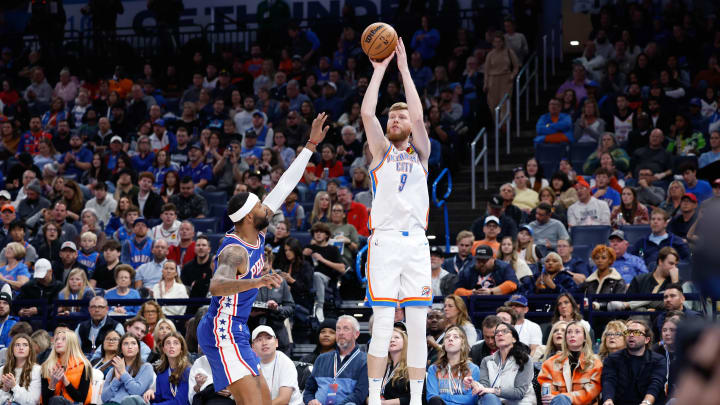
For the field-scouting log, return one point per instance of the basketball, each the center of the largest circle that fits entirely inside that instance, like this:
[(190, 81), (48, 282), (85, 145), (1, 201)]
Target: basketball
[(379, 41)]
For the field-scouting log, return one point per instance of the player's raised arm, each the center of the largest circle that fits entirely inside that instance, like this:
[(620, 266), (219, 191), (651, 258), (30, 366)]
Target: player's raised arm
[(224, 282), (288, 181), (375, 134), (421, 140)]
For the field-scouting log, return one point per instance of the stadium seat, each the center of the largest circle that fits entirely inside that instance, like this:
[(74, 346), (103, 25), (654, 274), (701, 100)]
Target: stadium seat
[(548, 156), (204, 225), (634, 233), (590, 235), (302, 237)]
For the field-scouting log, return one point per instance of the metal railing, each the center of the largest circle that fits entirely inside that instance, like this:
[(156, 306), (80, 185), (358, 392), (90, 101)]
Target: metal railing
[(528, 72), (474, 160), (442, 203)]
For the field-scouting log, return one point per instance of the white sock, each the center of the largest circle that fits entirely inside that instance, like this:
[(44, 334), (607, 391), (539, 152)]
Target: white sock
[(375, 385), (416, 392)]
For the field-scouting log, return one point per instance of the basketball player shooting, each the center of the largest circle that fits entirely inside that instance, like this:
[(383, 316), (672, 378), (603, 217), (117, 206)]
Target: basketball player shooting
[(398, 257), (222, 333)]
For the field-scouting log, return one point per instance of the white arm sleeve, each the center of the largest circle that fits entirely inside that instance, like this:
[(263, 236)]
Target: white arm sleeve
[(288, 181)]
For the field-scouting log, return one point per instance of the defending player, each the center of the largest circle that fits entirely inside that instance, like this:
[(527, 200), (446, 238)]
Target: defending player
[(398, 258), (223, 334)]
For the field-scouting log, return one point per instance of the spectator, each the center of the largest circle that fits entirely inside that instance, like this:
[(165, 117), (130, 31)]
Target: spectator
[(588, 210), (173, 373), (356, 214), (701, 188), (444, 378), (189, 204), (680, 224), (124, 275), (634, 374), (456, 314), (648, 247), (66, 363), (137, 249), (351, 378), (554, 126), (283, 385), (545, 229), (41, 288), (150, 273), (455, 263), (485, 347), (170, 287), (131, 376), (486, 276), (577, 355)]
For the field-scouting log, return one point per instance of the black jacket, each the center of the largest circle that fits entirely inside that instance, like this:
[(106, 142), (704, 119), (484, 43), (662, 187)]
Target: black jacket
[(624, 388)]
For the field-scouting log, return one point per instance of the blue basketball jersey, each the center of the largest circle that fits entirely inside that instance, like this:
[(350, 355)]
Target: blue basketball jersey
[(239, 305)]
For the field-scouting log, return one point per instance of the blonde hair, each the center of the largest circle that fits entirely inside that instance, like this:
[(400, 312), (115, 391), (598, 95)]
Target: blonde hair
[(73, 352), (612, 326)]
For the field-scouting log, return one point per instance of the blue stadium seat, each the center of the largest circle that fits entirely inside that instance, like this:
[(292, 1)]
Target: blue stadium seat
[(204, 225), (548, 156), (302, 237), (634, 233), (591, 235), (215, 239)]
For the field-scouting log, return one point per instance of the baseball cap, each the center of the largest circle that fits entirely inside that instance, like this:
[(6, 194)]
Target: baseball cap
[(517, 299), (262, 329), (42, 266), (492, 218), (617, 234), (68, 245), (483, 252), (689, 196)]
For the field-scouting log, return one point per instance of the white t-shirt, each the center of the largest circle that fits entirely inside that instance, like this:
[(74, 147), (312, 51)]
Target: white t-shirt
[(281, 372), (530, 332)]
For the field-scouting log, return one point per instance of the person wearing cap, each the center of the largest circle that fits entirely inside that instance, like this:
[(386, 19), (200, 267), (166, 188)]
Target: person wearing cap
[(680, 224), (588, 210), (491, 229), (200, 173), (42, 286), (486, 276), (6, 320), (278, 370)]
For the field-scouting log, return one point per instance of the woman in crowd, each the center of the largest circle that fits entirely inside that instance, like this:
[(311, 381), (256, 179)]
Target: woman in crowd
[(508, 253), (298, 274), (671, 205), (130, 377), (169, 287), (456, 315), (124, 275), (78, 288), (630, 211), (554, 279), (21, 375), (110, 348), (604, 280), (445, 378), (152, 313), (589, 127), (613, 338), (321, 208), (163, 328), (15, 272), (173, 373), (585, 370), (505, 376), (66, 374)]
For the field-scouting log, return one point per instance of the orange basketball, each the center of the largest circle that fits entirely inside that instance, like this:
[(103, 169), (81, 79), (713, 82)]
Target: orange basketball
[(378, 41)]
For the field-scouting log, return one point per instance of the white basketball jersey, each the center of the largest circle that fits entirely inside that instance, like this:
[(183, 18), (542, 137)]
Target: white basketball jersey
[(400, 194)]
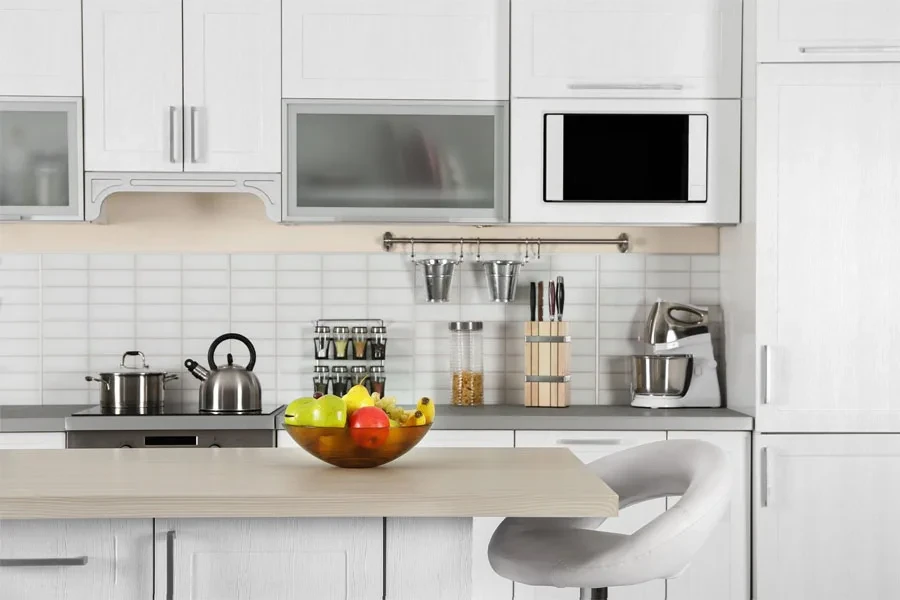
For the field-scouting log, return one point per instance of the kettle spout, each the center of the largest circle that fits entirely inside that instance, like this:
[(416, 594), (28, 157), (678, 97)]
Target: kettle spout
[(196, 369)]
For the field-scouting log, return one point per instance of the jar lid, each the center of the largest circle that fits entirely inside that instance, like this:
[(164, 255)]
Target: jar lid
[(466, 326)]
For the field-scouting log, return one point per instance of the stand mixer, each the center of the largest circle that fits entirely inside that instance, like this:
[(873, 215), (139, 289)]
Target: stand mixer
[(679, 370)]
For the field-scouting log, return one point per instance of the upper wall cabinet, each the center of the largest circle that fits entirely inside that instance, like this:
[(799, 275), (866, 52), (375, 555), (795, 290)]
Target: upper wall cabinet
[(829, 31), (396, 49), (224, 117), (633, 48), (40, 47)]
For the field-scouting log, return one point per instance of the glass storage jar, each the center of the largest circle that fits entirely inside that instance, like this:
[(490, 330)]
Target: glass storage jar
[(340, 381), (467, 363), (378, 342)]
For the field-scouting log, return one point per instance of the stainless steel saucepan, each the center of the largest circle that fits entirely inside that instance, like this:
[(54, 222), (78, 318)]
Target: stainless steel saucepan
[(132, 386)]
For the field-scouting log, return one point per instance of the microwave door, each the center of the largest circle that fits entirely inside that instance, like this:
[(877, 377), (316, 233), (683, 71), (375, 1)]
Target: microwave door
[(625, 158)]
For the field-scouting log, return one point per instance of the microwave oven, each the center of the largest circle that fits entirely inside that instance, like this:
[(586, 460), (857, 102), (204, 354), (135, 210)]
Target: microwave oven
[(625, 161)]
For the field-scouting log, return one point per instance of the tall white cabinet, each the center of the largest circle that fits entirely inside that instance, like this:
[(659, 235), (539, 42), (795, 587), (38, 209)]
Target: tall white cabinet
[(174, 86)]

= = = = = = =

» Exercise brief
Reproduce every line above verbatim, in its original order, leaving out the pictures.

» Output below
For the field-scouting log, return one point per instance of the basketball, each the center of the largest circle that fits entirely inside that instance, like this:
[(190, 81), (48, 282), (85, 145), (1, 201)]
Target: basketball
[(379, 41)]
For the field-scouting log, return one point per instance of the player's raised arm, each the center of the largest circle that fits entirely inside that instance, like this:
[(620, 266), (219, 191), (651, 258), (30, 366)]
Target: player's raised arm
[(224, 282), (288, 181), (375, 134), (421, 140)]
For the field-scouting log, return one point per instance of the stadium seat, each the center of the largest circle that fits entirely inside that instance, like this:
[(74, 346), (103, 25), (654, 274), (701, 100)]
Target: stadium seat
[(548, 156), (204, 225), (634, 233), (590, 235), (302, 237)]
For the field-scouting log, return one point per instance of the metal railing, each the center of the largest circle that fits entirely inside that instance, like this:
[(156, 306), (80, 185), (358, 392), (90, 101)]
Target: metal railing
[(528, 72), (474, 160), (442, 203)]
For the field-scouting log, return one point per instance of the white sock, each the center of the largest circle that fits entirely inside that instance, like this:
[(44, 334), (607, 391), (539, 152)]
Target: white sock
[(375, 385), (416, 392)]
For the field-scouting log, return one point per instance of the basketball player shooting, each the center of the largest circle that fits entirely inside that instance, like this:
[(383, 316), (672, 378), (603, 217), (117, 206)]
Target: basketball player shooting
[(398, 257), (222, 333)]
For the field-scouting log, return one point per instance of the white arm sleeve, each the center of the largest circle that fits entirely inside that instance, like this:
[(263, 236)]
Target: white arm sleeve
[(288, 181)]
For the field-scouting log, return one point per instance of the defending player, each the center of the largest circle that fits entirely inside that instance, like this:
[(527, 200), (446, 238)]
Target: defending player
[(398, 258), (223, 334)]
For the field-scouting log, return one point per instance of the spectator, each the center of the largest circle that fits entirely inside that instance, like this:
[(165, 117), (130, 31)]
Target: spectator
[(588, 210), (173, 373), (356, 214), (701, 188), (444, 378), (189, 204), (680, 224), (124, 275), (634, 374), (456, 314), (648, 247), (66, 363), (137, 249), (351, 378), (554, 126), (283, 385), (545, 229), (41, 288), (150, 273), (455, 263), (485, 347), (170, 287), (131, 376), (486, 276), (577, 355)]
For the field-scouting log, return one point per instance of the black jacket, each the center of the largest circle that fits entirely inside that instance, like this:
[(106, 142), (704, 119), (484, 43), (662, 187)]
Target: black jacket
[(624, 388)]
For the field-scouting log, return one point per instance of the blue basketball jersey, each the center of the largest circle that fits entirely inside that instance, like this:
[(350, 355)]
Target: blue basketball jersey
[(239, 305)]
For the field-scouting log, return one point per instance of the blonde hair, each the center of the largest circle that fits entirely inside that instance, like this:
[(400, 312), (115, 391), (598, 95)]
Target: blonde hair
[(73, 352), (612, 326)]
For the field-scouting log, return one point per instance of the blue stadium seat, each the center of the largest circle that fits entirely inside that instance, like this:
[(292, 1)]
Target: blue stadium seat
[(204, 225), (548, 156), (302, 237), (634, 233), (591, 235), (215, 239)]
For the field-scouting log, return one point per instance of the baseball cap, each the center of the largest circle that fits entirely inside that instance, like this:
[(6, 194)]
Target: baseball cap
[(517, 299), (262, 329), (42, 266), (492, 218), (617, 234), (68, 245), (483, 252), (689, 196)]
For the field-scouting log, return one point per instance of the white t-shirt, each the center of the largest circle that fits entirely inside that instance, like this:
[(74, 147), (312, 51)]
Target: white t-shirt
[(281, 372), (530, 332)]
For the field-scouting log, return one point per instance of the person wearing cap, each the center of the largest circle that fits entirely inside that instance, like this:
[(386, 19), (200, 267), (166, 188)]
Target: person wearing cap
[(680, 224), (588, 210), (491, 229), (200, 173), (42, 286), (486, 276), (6, 320), (278, 370)]
For the field-scouting log, return one point per instance of the woman in crowd, each the center of the largest circle that fits entirely inside that instance, like this:
[(311, 381), (256, 179)]
Target: woman in crowd
[(508, 253), (298, 274), (671, 205), (130, 377), (169, 287), (456, 315), (124, 275), (78, 288), (630, 211), (554, 279), (21, 375), (110, 348), (604, 280), (445, 378), (152, 313), (589, 127), (613, 338), (321, 208), (163, 328), (15, 272), (173, 373), (585, 370), (505, 376), (66, 374)]
For the field-scouting log, return one point per instance of the orange basketball, each the center of the largest circle that fits entirely inside that instance, like this:
[(103, 169), (81, 79), (713, 82)]
Target: orange basketball
[(378, 41)]
For the field-scouting log, return one point per instance of the white basketball jersey, each the center of the largest circle that fits entirely inside that instance, like this:
[(183, 18), (542, 137)]
Target: white basketball jersey
[(400, 194)]
For the field-scouting log, return one point per instance of the kettle spout, each the center of the largest circle that fits entirely inside that instance, like this:
[(416, 594), (28, 157), (678, 97)]
Target: kettle spout
[(196, 369)]
For the field-scouting log, return one point per instance of the jar lid, each the center of the largest circle that fits entirely inside that instance, like this:
[(164, 255)]
Target: jar lid
[(466, 326)]
For the field-scouting log, return one point per instance of the stand mixer, each the center of the largest circle that fits entirely inside that instance, like this:
[(873, 215), (139, 289)]
Target: stand mixer
[(679, 370)]
For the field-scouting log, return one point per instance of the upper wall cabinet, each the center of the largest circle that fits entirely inside that instance, like this:
[(799, 275), (866, 52), (375, 555), (795, 290)]
Target: upper wall cabinet
[(829, 31), (396, 49), (224, 117), (633, 48), (40, 47)]
For the field-scouting log, return one point per instance of the glass storage jar, each the center of the largest circle that fits entirely inside that instance, like this:
[(490, 330)]
Target: glass storage jar
[(340, 381), (467, 363), (378, 342)]
For the field-scouting log, return one point per instance of the stainless steel saucepan, each the center of the largest circle that fits entirely inside that instance, like this:
[(54, 222), (78, 318)]
Target: stainless steel saucepan
[(132, 386)]
For the field-scouting log, return one point per instance of the microwave door, each the center of the largest circle that fits entirely inside that instance, like this:
[(877, 377), (316, 233), (683, 71), (375, 1)]
Target: microwave door
[(625, 158)]
For the field-scouting log, return one point per instance of the microwave oven, each the center of the largest circle that fits entirely inside that instance, like this:
[(586, 460), (857, 102), (204, 354), (135, 210)]
Target: microwave oven
[(625, 161)]
For the field-scouting log, return one point per instance of the tall white cabinet, each the center of the largest circle that fits entirely inside that instance, like this:
[(659, 235), (539, 42), (795, 587), (38, 209)]
Target: tall white cabinet
[(174, 86)]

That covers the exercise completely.